▶ _Written exercise_: Copy out the part of the material that opens with the line containing "Every instance of the ceiling fan blade" and runs through the end of the material, including the request lines. Shift both point coordinates on each answer line up by 77.

(Material from a point labeling set)
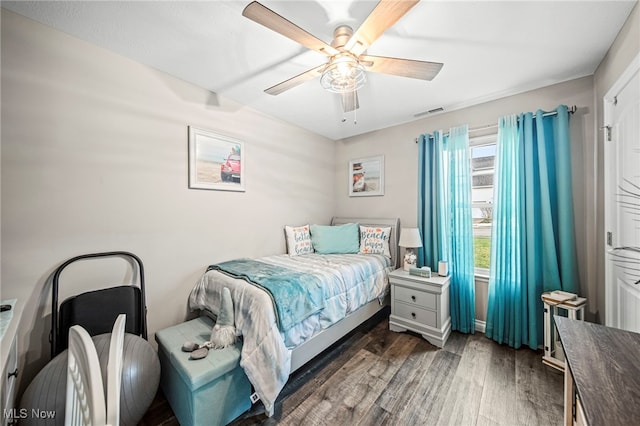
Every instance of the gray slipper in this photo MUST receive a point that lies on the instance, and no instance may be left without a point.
(200, 353)
(190, 347)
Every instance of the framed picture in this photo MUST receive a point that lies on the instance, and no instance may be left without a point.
(366, 177)
(215, 161)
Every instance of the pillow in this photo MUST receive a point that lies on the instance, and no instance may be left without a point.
(298, 240)
(375, 240)
(339, 239)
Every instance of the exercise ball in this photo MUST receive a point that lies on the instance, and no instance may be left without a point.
(43, 402)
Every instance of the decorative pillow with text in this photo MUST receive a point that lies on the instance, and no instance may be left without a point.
(375, 240)
(298, 240)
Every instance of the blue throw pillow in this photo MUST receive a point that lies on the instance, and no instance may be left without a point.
(340, 239)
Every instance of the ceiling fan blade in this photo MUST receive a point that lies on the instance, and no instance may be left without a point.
(297, 80)
(350, 101)
(384, 15)
(270, 19)
(422, 70)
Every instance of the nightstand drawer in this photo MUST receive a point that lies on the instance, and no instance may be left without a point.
(415, 297)
(413, 313)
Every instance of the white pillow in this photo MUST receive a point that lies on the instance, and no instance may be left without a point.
(298, 240)
(375, 240)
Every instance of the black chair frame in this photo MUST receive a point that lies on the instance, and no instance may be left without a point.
(59, 329)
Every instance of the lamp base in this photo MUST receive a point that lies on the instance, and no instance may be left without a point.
(409, 260)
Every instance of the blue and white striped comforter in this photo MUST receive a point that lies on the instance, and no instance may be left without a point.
(350, 281)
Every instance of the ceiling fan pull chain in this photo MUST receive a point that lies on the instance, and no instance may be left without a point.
(355, 111)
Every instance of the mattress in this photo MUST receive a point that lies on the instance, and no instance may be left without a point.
(349, 280)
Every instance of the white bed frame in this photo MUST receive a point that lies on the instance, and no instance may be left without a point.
(321, 341)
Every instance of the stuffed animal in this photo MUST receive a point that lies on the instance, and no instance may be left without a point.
(223, 333)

▶ _Output of the task_:
Every instance of the ceiling fan blade in this photo MUST receive a point that lies on the instance, and no instance may be left without a point.
(374, 157)
(427, 178)
(461, 92)
(347, 96)
(499, 147)
Every instance of the nightstand drawer in this photo MUST receive a point that lies on the instance, and no instance may be left without a point.
(492, 374)
(490, 390)
Every instance of the white pillow in this photo MUST receive a point that lies on the instance, and no instance may be left without a point.
(375, 317)
(452, 317)
Every instance of the black chair frame in this photo MUST receive a point that lies on the instance, and no instance may be left without a point.
(136, 406)
Every instance of the lamp base in this photo MUST receive a point that lies on the instance, and no instance may be left without a point.
(486, 337)
Every instance of the blue and white striped comforter in this photo MUST receive a point that lies on the instance, and no instance may be left without a point.
(427, 358)
Every instance of the ceiling fan pull chain in this photo MUST receive a point that lies on the instance, and no instance may be left without a point.
(432, 188)
Every instance of the mattress in this photo MUST receive a point that lies on the instance, and no instance may be left without a point.
(426, 357)
Every instance of the white bed frame in this photo MUST receive a point that lies on the instance, and no instance may be left without a point.
(398, 418)
Every instance of the stuffed animal in this photo MUST receive a point that lies on the instance, and no instance may be left without a point.
(300, 410)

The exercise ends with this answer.